§ **Directions**: Copy the listing below line for line, leaving every character as it is.

§ **Data section**:
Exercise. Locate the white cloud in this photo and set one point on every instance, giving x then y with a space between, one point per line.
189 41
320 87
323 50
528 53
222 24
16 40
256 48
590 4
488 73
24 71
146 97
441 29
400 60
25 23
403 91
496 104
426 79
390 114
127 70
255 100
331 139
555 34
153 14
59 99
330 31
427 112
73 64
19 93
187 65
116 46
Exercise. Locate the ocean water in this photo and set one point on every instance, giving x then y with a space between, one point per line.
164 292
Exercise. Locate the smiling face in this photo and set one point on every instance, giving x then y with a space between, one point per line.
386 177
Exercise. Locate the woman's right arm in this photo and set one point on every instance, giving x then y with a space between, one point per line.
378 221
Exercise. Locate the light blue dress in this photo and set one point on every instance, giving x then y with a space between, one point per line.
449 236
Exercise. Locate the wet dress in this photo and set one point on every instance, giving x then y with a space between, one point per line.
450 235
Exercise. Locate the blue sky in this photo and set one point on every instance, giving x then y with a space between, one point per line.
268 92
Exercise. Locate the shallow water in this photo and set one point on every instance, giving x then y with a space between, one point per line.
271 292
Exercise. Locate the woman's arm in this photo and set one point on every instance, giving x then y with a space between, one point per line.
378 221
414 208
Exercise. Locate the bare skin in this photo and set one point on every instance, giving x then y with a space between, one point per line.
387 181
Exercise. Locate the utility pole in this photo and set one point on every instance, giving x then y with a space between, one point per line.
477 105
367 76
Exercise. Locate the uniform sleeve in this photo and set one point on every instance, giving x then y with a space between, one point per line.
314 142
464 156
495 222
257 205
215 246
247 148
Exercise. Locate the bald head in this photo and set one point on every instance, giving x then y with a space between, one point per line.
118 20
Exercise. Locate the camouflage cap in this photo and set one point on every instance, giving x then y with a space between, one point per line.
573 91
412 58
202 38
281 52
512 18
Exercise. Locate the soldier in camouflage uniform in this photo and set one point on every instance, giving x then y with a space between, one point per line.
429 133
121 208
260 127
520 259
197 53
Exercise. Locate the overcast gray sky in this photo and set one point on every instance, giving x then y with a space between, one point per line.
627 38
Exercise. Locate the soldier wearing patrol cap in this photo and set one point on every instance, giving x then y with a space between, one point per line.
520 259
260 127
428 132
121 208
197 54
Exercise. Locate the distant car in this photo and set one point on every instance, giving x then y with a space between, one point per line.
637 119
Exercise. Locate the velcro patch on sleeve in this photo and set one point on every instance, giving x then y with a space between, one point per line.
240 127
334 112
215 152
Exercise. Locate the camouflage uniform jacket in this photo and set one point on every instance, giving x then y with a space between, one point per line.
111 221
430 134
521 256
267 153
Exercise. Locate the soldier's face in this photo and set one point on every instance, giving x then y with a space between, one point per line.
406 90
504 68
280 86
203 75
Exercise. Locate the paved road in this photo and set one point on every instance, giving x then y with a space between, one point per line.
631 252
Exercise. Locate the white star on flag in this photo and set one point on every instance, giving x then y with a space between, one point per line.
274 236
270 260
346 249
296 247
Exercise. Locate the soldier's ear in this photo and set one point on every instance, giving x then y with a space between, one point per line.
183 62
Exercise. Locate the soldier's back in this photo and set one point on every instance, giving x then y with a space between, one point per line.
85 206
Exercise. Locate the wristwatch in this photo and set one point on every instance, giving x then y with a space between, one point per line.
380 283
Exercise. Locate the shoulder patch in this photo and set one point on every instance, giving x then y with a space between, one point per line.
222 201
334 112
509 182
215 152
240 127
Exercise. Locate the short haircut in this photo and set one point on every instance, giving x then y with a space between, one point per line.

§ **Response to this task**:
Exercise. Locate the white cloud in this photo and set one point on every instance, giving x then y with a space between, one point per line.
189 41
320 87
323 50
528 53
222 24
16 40
256 48
590 4
488 73
24 71
146 97
441 29
400 60
25 23
403 91
496 104
426 79
390 114
127 70
255 100
331 139
555 34
153 14
59 99
330 31
427 112
73 64
19 93
187 65
116 46
Exercise. Locate the ocean water in this photo and set one point on every instance, giving x then y with a space between, one point per line.
164 292
Exercise. Locate the smiling face in this photo and set one point on every instance, giving x then y with a space between, one point per line.
386 177
Exercise. Locate the woman's right arm in this photo and set one point on every instance, giving x then y with a space between, one point per line.
378 221
Exercise. Locate the light blue dress in this photo and set one point on every instance, giving x then y with a space between, one point per line.
449 236
Exercise. Locate the wet dress in this photo and set one point on every instance, giving x then y with a space between, one point per line.
450 235
Exercise. Locate the blue sky in this photo and set one point on every instance, giving x then y with a space between, one point per line.
268 92
Exercise. Locate the shallow water in this photo and set one point on every instance, giving x then y with a space between, one point per line.
271 292
Exercise. Locate the woman's arm in this photo and set one point on every instance, giving x then y with a space between, one point per line.
378 221
414 208
Exercise. Locate the bare skin in this photo and set one point on every instance, giving x then y with a space between, one point per line.
387 181
Exercise. Locate the utility pole in this photo and set one point on every instance, giving x then y with a space between, one point per line.
477 105
367 76
Exercise. Locate the uniform sleeve in this photo and set one point on every instance, giving x then y with a space between, one point per line.
314 142
464 156
495 222
257 205
215 246
247 148
Exercise. Locate the bald head in this photo and set one point on every instance, giving x then y with a space between, one point per line.
118 20
Exercise. Locate the camouflage cap in this photo and set one point on every instance, giving x then y with a space between, one point per line.
573 91
412 58
202 38
281 52
512 18
Exercise. Locate the soldier in camouflage uniform in this photo and set one point on every instance, giving x then y with a space between, one point per line.
429 133
121 208
260 127
520 259
197 53
Exercise. Locate the overcast gray sky in this photo and set one point on every instance, giving x then y with a space between, one point per line.
627 38
Exercise. Locate the soldier wearing patrol cap in this photo and set one point on every instance, giving x then y with a space between, one point per line.
520 259
260 127
428 132
121 208
197 54
Exercise. Locate the distant car in this photo and set one point on every instance, giving x then y with a space between, one point per line.
637 119
Exercise. Locate the velcro patch on sleeve in this photo and set one point on every instance, giving x then y with a space between, one point per line.
240 127
334 112
215 152
Exercise. Locate the camouflage uniform jacket in this photo and set one point on every instance, giving x then y with a space between, one point per line.
111 221
430 134
521 256
267 153
Exercise. Locate the soldier's face in this photo and set one point on every instance, giving x then y with a space between, one point per line.
406 90
504 68
280 86
203 75
Exercise. Locate the paved road in this photo and set one point on every instance, giving x then y with a space between, one point per line.
631 252
Exercise. Locate the white star on flag in this photo and set one point on every instance, giving x then y with a space between, one point per line.
274 236
270 260
346 249
296 247
Exercise. Locate the soldier's ear in this photo and set one point on every instance, giving x then y with a space between, one point per line.
183 62
Exercise. Locate the soldier's back in this photo and set one point on every instance, giving x then y with a space between, one point per line.
85 206
Exercise. Locate the wristwatch in this photo and set one point on every instance, giving x then y with a space between, one point per line.
380 283
Exercise. Locate the shoulder patch in this photo and set one point on every instance, giving x then y with a space between, one point per line.
222 201
334 112
509 182
215 152
240 127
Exercise. Locate the short haircut in this photo and set one point on every instance, giving x then y with a space between, one point per line.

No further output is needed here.